# [TASK PROMPT]
Restate the data exactly as given and keep the pictures out.

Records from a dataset
● ● ●
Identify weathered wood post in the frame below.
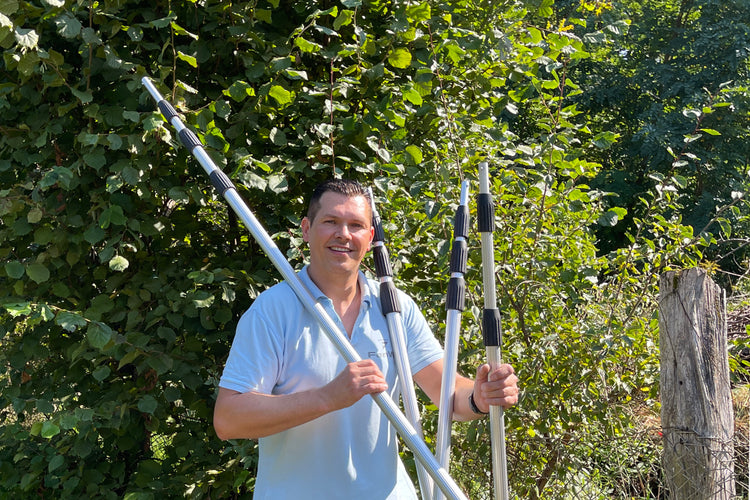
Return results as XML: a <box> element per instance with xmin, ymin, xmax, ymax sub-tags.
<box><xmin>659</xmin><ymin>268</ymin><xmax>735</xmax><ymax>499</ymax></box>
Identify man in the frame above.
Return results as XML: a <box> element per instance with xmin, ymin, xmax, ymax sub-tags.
● ● ●
# [SOLUTION TO THIS PROBLEM]
Identify weathered wood post in the frame below.
Return results as XML: a <box> element per instance with xmin, ymin, xmax, ymax sub-tags.
<box><xmin>659</xmin><ymin>268</ymin><xmax>735</xmax><ymax>499</ymax></box>
Identify man in the frame above.
Return results as XML: a <box> element per instance with xmin, ymin, xmax, ymax sub-tags.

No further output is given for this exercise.